위치 주석 기록:
---

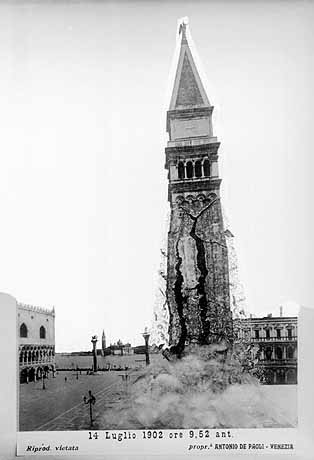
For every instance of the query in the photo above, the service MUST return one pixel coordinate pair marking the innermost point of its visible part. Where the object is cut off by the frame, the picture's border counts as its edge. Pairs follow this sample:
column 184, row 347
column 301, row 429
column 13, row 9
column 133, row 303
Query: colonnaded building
column 36, row 335
column 274, row 340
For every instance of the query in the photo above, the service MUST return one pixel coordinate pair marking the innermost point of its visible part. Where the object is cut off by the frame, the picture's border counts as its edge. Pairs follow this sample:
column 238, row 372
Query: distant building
column 275, row 340
column 36, row 335
column 120, row 348
column 103, row 343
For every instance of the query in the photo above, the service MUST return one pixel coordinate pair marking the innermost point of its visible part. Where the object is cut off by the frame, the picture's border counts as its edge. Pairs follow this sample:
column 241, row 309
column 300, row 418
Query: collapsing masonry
column 197, row 290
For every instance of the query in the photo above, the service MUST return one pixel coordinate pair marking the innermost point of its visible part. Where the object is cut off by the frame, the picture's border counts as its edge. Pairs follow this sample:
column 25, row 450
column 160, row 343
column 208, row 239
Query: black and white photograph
column 157, row 232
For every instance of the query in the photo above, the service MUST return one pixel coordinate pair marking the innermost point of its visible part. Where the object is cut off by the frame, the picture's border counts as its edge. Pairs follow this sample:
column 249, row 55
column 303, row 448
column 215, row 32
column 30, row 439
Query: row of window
column 278, row 353
column 278, row 333
column 24, row 331
column 190, row 169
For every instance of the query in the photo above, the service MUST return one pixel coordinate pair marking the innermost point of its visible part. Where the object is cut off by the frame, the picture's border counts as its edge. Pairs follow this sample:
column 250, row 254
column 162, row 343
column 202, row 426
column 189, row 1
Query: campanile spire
column 197, row 266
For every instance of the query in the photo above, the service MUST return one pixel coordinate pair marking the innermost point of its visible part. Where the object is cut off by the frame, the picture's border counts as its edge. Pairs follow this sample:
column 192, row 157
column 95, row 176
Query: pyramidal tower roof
column 188, row 90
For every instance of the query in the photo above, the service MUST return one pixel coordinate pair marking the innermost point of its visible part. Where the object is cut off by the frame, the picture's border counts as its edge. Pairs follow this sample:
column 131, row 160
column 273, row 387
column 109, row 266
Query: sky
column 83, row 189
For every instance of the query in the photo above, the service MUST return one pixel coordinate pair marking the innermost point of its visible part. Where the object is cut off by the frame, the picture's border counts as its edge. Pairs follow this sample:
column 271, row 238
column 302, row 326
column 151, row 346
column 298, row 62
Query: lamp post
column 91, row 401
column 94, row 341
column 146, row 336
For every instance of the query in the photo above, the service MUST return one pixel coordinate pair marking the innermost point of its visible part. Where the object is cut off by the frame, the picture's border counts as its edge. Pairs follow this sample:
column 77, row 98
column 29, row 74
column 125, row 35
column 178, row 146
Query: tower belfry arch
column 197, row 264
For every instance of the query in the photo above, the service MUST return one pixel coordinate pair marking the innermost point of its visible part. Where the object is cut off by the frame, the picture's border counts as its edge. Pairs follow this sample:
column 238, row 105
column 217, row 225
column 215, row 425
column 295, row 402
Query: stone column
column 284, row 352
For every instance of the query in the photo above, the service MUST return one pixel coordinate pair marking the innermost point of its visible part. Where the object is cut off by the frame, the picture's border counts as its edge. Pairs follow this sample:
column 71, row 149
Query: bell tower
column 197, row 265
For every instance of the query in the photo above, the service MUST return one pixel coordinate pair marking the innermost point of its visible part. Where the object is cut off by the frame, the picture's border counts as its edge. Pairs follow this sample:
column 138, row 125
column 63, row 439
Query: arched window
column 290, row 353
column 189, row 170
column 23, row 330
column 181, row 172
column 198, row 168
column 206, row 167
column 42, row 332
column 278, row 352
column 268, row 353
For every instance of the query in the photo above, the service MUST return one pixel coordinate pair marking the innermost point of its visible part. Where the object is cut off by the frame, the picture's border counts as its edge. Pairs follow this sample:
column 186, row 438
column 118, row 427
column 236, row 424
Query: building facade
column 36, row 335
column 197, row 255
column 275, row 346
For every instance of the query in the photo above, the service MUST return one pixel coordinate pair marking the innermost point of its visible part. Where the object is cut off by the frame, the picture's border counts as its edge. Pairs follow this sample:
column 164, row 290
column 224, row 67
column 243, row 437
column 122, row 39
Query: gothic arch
column 198, row 168
column 290, row 352
column 206, row 167
column 291, row 376
column 23, row 330
column 189, row 170
column 278, row 352
column 181, row 170
column 42, row 332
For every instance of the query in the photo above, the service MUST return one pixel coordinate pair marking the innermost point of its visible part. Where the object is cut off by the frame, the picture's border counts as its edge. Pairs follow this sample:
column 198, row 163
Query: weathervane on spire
column 182, row 27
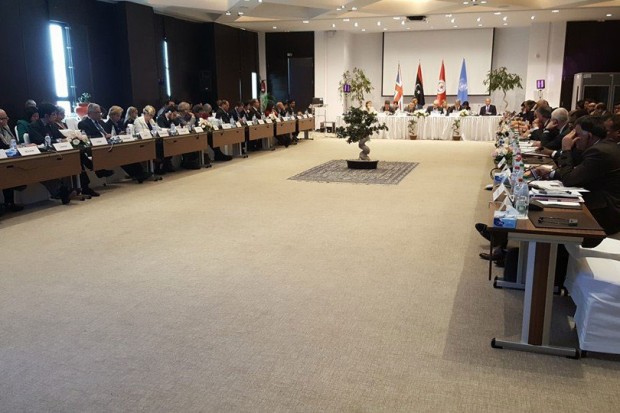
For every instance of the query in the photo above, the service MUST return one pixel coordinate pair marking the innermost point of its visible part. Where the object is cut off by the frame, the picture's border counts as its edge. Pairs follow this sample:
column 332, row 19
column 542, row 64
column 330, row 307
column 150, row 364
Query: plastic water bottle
column 522, row 198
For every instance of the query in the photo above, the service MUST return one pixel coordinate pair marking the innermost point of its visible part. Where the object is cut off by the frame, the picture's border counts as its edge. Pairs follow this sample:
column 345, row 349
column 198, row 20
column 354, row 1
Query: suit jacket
column 88, row 126
column 37, row 131
column 491, row 112
column 140, row 124
column 113, row 128
column 599, row 172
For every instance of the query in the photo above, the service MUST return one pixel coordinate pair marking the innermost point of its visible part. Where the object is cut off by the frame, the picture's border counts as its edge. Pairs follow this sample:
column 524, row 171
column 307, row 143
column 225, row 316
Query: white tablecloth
column 473, row 128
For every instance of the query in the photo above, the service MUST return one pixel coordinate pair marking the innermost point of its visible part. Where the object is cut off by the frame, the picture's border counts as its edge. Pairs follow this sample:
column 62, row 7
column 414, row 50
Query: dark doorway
column 301, row 81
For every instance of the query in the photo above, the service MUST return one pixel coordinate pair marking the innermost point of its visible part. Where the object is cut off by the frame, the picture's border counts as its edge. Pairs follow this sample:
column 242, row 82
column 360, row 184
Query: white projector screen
column 429, row 49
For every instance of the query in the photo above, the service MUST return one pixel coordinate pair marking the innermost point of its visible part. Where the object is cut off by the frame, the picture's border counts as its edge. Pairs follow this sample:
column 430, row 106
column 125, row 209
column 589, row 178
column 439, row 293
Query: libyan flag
column 419, row 87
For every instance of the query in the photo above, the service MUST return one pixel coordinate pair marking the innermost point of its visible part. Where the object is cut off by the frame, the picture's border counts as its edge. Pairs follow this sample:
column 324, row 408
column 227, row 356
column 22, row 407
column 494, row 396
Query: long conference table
column 24, row 170
column 473, row 128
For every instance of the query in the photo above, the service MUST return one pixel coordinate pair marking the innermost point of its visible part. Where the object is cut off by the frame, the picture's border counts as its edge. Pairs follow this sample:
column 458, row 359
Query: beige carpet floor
column 234, row 289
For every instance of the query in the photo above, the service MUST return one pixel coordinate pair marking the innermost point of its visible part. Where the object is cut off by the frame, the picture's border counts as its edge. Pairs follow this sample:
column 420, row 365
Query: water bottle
column 522, row 198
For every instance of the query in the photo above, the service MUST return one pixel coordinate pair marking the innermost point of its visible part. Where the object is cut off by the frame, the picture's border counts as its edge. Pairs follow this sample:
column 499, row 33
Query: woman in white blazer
column 146, row 122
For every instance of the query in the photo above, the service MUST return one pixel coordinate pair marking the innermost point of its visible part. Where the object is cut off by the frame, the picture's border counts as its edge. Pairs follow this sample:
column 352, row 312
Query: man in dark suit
column 596, row 168
column 488, row 109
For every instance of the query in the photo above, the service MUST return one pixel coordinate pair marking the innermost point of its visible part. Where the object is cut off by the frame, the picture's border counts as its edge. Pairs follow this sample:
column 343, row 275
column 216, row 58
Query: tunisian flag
column 419, row 87
column 441, row 86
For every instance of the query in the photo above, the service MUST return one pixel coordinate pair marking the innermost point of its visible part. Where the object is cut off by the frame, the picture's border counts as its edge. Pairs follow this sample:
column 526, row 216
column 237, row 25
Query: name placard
column 29, row 150
column 98, row 141
column 63, row 146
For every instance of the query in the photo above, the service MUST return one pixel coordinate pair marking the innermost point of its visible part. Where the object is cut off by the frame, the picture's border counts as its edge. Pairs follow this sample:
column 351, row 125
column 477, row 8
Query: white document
column 63, row 146
column 29, row 150
column 500, row 190
column 98, row 141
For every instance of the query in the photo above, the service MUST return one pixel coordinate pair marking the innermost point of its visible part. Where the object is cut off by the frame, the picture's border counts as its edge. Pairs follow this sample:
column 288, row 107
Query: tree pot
column 361, row 164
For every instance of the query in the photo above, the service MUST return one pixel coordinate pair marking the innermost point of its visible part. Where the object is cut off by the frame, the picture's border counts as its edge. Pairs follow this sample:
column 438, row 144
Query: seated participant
column 597, row 169
column 130, row 117
column 114, row 127
column 488, row 109
column 5, row 143
column 58, row 188
column 167, row 118
column 146, row 123
column 60, row 118
column 436, row 108
column 456, row 108
column 31, row 114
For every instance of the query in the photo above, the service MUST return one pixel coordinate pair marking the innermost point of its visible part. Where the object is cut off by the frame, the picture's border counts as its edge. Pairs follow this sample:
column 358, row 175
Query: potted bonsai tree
column 504, row 81
column 361, row 125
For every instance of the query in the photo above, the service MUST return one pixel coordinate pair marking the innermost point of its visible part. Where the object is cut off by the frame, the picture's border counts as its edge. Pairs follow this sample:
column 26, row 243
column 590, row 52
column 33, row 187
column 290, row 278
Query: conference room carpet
column 236, row 289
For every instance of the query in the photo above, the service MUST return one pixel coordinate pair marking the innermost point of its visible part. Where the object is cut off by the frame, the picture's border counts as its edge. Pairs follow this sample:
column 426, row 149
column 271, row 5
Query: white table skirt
column 473, row 128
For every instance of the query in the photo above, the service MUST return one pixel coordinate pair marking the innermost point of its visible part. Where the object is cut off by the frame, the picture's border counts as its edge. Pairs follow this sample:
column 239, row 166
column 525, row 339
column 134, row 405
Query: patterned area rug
column 387, row 173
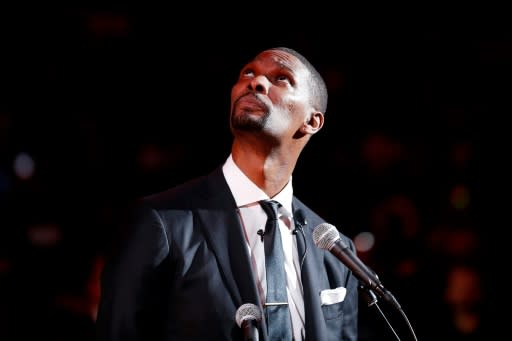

---

위 항목에서 "flag"라는 단어가 들어 있는 줄이 몇 개인지 세어 숫자만 쓰세요.

완성된 과제 >> 2